=== D'APRÈS CES INFORMATIONS ===
**1)** Recopiez le passage de l'article sur El Pais compris entre « Madame n'a pas » et « pays du continent). », ces deux bornes incluses.
**2)** Résumez en deux phrases le paragraphe de l'article sur El Pais qui commence par « Entré en Bourse », en conservant ses faits principaux.
**3)** Poursuivez l'article sur El Pais au-delà de sa dernière phrase.

19/05/2013
"El Pais", un journal de référence?
"El Pais", le journal espagnol de référence ?
Le quotidien espagnol "El Pais", si furieusement antichaviste, est devenu depuis longtemps un journal de révérence devant les marchés ; les "libéraux", l'Europe du "parné" ("fric" en argot espagnol), la concurrence, le libre-échange... Proche historiquement du PSOE, si proche qu'il en épouse les aigreurs d'estomac contre "les populistes", "les dictateurs" à la Chavez, à la Evo Morales", mais accorde des circonstances atténuantes aux "autorités" du Honduras, de Colombie, du Paraguay...
Entré en Bourse et "contrôlé" à 70% par des fonds d'investissements anglo-saxons (Liberty Acquisition Holding) , donc "libre", sans fil à la patte, "El Pais" avait, en novembre 2012, opéré une purge de 129 emplois, au grand dam de l'ensemble du personnel. La "normalisation" continue.
"El Pais" tolérait depuis trente ans en son sein une "rebelle"... mais surdouée: la chroniqueuse de la rubrique "Opinion" Maruja Torres, journaliste et romancière, prix Nadal et Planeta de littérature. Rien que çà...Elle vient d'être poussée vers la sortie.
Madame n'a pas l'échine souple et s'est positionnée à plusieurs reprises contre "les dérives" du journal et de ses "propriétaires", la famille socialiste Cebrian. Juan Luis Cebrian est le tout puissant "conseiller délégué" du quotidien fleuron de la multinationale "socialiste" "Prisa" (également actionnaire du Monde), celle là-même qui possédait en Bolivie des radios, des journaux "libres" (La Razon, El Nuevo diario, Extra), qui monopolisait à La Paz et au Venezuela (par le biais de ses éditions "Santillana") le marché des manuels scolaires, etc., etc., et qui fut expropriée par les tyranneaux Hugo et Evo . (que l'on se rassure: "Prisa" possède encore plusieurs médias dans d'autres pays du continent).
"El Pais" vola au secours des intérêts de classe de son groupe éditorial "Prisa" et défendit (et défend toujours) "la liberté du marché", donc: de la presse... Nous savons depuis longtemps que le pouvoir économique contrôle le pouvoir médiatique, et le feuilleton "El Pais" conforte cette désormais lapalissade. Au nom de la liberté de la presse, qui s'arrête là où commence celle des multinationales, les "nouveaux et anciens chiens de garde" bétonnent en réalité la liberté d'entreprise, même si le prix à payer est celui du démantèlement progressif d'un journal de référence, né de l'antifranquisme et de la "transition".

=== DONNÉES SOURCES ===
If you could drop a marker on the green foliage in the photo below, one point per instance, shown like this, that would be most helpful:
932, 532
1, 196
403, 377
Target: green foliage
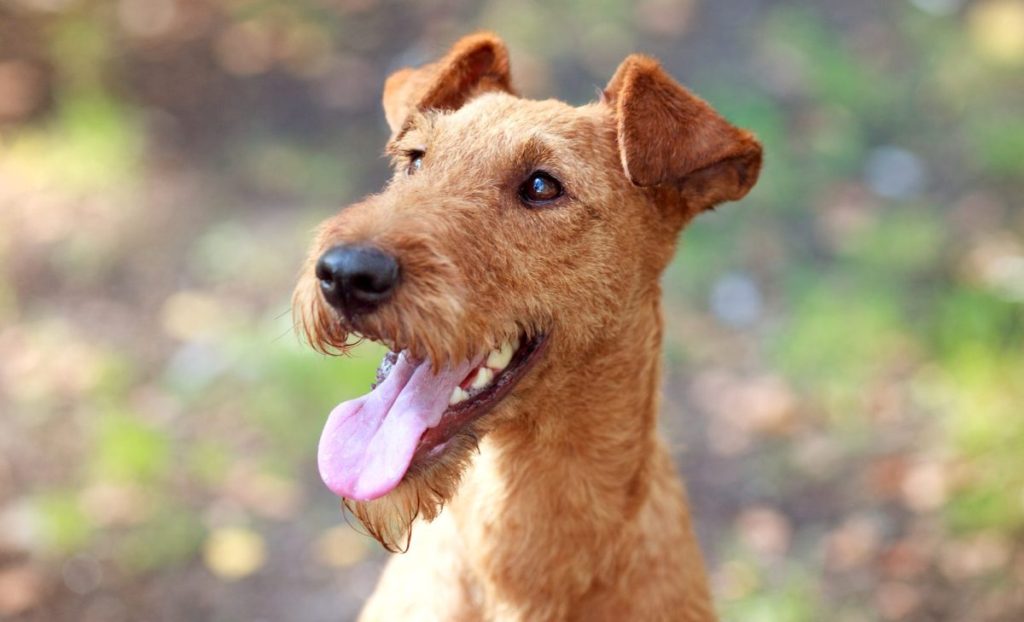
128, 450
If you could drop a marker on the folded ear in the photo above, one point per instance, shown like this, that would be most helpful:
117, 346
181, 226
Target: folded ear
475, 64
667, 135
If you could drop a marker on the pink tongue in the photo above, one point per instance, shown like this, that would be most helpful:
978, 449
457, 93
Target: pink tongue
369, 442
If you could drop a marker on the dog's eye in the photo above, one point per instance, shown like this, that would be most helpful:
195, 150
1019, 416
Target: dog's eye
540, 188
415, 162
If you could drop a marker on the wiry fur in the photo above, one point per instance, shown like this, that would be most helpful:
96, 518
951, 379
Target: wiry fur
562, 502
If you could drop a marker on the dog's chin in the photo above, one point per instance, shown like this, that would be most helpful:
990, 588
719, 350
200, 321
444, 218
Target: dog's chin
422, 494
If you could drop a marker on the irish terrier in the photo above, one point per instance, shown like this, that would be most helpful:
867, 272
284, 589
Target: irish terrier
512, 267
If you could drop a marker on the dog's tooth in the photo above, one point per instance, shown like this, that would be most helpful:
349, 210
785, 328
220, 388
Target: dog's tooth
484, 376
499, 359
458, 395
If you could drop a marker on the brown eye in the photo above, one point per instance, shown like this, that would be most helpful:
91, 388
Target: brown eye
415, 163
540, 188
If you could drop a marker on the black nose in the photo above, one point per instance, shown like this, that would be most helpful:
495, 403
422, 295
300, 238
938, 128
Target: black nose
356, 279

==

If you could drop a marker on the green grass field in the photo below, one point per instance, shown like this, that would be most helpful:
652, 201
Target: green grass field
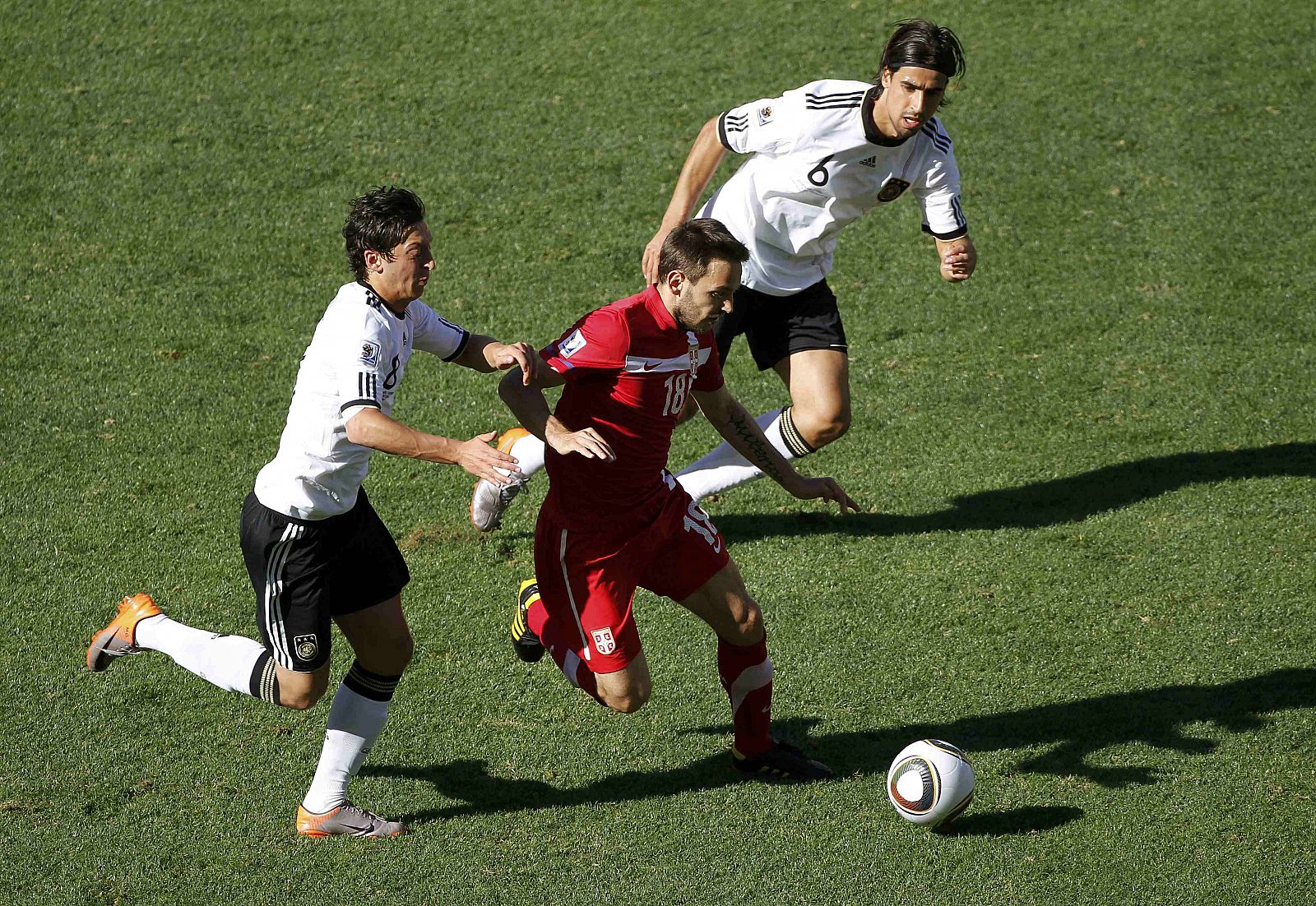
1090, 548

=== RÉPONSES FOURNIES ===
**1)**
Madame n'a pas l'échine souple et s'est positionnée à plusieurs reprises contre "les dérives" du journal et de ses "propriétaires", la famille socialiste Cebrian. Juan Luis Cebrian est le tout puissant "conseiller délégué" du quotidien fleuron de la multinationale "socialiste" "Prisa" (également actionnaire du Monde), celle là-même qui possédait en Bolivie des radios, des journaux "libres" (La Razon, El Nuevo diario, Extra), qui monopolisait à La Paz et au Venezuela (par le biais de ses éditions "Santillana") le marché des manuels scolaires, etc., etc., et qui fut expropriée par les tyranneaux Hugo et Evo . (que l'on se rassure: "Prisa" possède encore plusieurs médias dans d'autres pays du continent).

**2)** Coté en Bourse, « El Pais » est contrôlé à 70 % par des fonds d'investissement anglo-saxons (Liberty Acquisition Holding). En novembre 2012, il a supprimé 129 emplois, au grand dam de l'ensemble du personnel, et cette « normalisation » se poursuit.

**3)**
La "croisade idéologique" pro-système de grands médias, devenus ici et là des armes de déstabilisation politique, se retourne au final contre eux. En août 2009, "El Pais" partit en guerre contre une prétendue "loi bâillon" des médias au Venezuela. Il s'agissait d'un bobard, d'un mensonge, comme la supposée photo de "Chavez" en soins intensifs, publiée à la une du quotidien (un "scoop" sordide dont il était fier), le 24 janvier 2013. "Le secret de la maladie de Chavez" était un faux, du bidouillage. Où sont passées l'éthique, la déontologie, les bases du métier? La haine de classe et la marchandisation de l'info conduisent au pire...
Maruja Torres avait affirmé à plusieurs reprises que la vocation d'un journal "n'était pas d'enrichir quelques-uns" ni de se transformer en "petite sardine " de Wall Street. Vilain petit canard!
Dans sa dernière chronique elle s'attaquait aux "dirigeants des grandes entreprises et des grandes banques qui blindent leurs salaires et leurs retraites" et "au canaille qui, soutenu par ses pairs à la tête du capitalisme cannibale, a perdu tout scrupule". Bien vu ! Mais c'était trop.
Dans l'Espagne du PP-PSOE, saignée par "la troïka", une telle lucidité mérite autodafé.